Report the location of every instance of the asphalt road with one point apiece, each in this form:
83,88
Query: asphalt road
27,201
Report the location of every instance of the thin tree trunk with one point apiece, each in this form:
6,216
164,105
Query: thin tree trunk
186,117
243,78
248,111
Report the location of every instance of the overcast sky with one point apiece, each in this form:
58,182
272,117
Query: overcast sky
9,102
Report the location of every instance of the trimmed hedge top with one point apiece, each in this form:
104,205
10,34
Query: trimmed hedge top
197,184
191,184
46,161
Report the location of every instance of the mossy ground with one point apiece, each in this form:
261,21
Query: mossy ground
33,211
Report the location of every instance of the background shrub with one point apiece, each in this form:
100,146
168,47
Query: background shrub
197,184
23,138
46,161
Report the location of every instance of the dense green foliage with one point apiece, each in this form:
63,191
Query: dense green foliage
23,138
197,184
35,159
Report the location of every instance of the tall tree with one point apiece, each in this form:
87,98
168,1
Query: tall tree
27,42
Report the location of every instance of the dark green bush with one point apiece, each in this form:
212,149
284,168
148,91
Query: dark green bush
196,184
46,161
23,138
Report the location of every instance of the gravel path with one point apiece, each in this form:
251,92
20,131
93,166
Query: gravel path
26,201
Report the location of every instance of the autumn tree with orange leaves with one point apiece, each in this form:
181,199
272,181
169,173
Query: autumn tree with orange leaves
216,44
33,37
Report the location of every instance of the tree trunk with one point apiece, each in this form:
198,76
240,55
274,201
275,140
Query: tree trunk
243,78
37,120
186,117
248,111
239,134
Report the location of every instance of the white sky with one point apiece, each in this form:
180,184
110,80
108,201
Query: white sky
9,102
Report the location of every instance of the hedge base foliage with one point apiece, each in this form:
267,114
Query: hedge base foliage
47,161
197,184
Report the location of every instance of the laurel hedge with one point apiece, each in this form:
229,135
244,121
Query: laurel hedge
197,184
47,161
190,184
□ □ □
▸ Problem to solve
Write out the full listing exactly as given.

▸ Result
Report the location of every instance of the asphalt road with one point apiece, each in this form:
83,88
Query: asphalt road
27,201
Report the location of every instance of the thin tree trunk with one point apiece, each in this form:
6,216
164,105
Query: thin tree trunk
186,117
243,78
248,111
Report the location of every instance of the overcast sky with one point apiece, each in this form:
58,182
272,117
Query: overcast sky
9,102
Report the location of every instance of the trimmed hedge top with one point apiece, each in this form:
104,205
10,34
Query: trimmed hedge top
197,184
191,184
46,161
Report the location of every instance of the mossy ground with one point apiece, each in this form:
261,21
Query: mossy ground
33,211
Report the location of every instance of the background shrub with one point apiece, each in this form:
100,146
168,47
Query: background shrub
197,184
23,138
46,161
Report the location of every instance of the dense green foliage with one point apiece, each in this form:
63,191
Query: dense green foliage
23,138
197,184
35,159
Report the location of every instance of the tall tree with one point apiece, each in this form:
87,98
168,1
Query: tall tree
27,42
Report the location of every instance of the dark green bush with one point apiece, each in this form:
212,149
284,168
148,91
Query: dark green bush
196,184
46,161
23,138
Report the location of every instance of the gravel path with one point apiece, each in this form:
251,92
20,131
93,166
Query: gravel path
26,201
Report the location of every instance of the autumn tree with orange leaves with one point apiece, each in this form:
181,199
272,181
169,173
Query: autumn tree with orange leaves
216,44
33,37
Report the location of every instance of the tree trunk with one point apiece, each in this form:
198,76
240,55
274,201
275,140
Query: tree trunk
243,78
37,120
186,117
248,111
239,134
Report the location of every instance of the white sky with one point apiece, each in this form:
180,184
110,80
108,201
Query: white sky
9,102
Report the location of every instance of the hedge base foliage with one point apiece, each in this form:
267,114
Query: hedge base foliage
47,161
197,184
Report the location of every instance of the laurel hedge with one point apiece, each in this form:
229,135
244,121
Query: laurel hedge
197,184
47,161
190,184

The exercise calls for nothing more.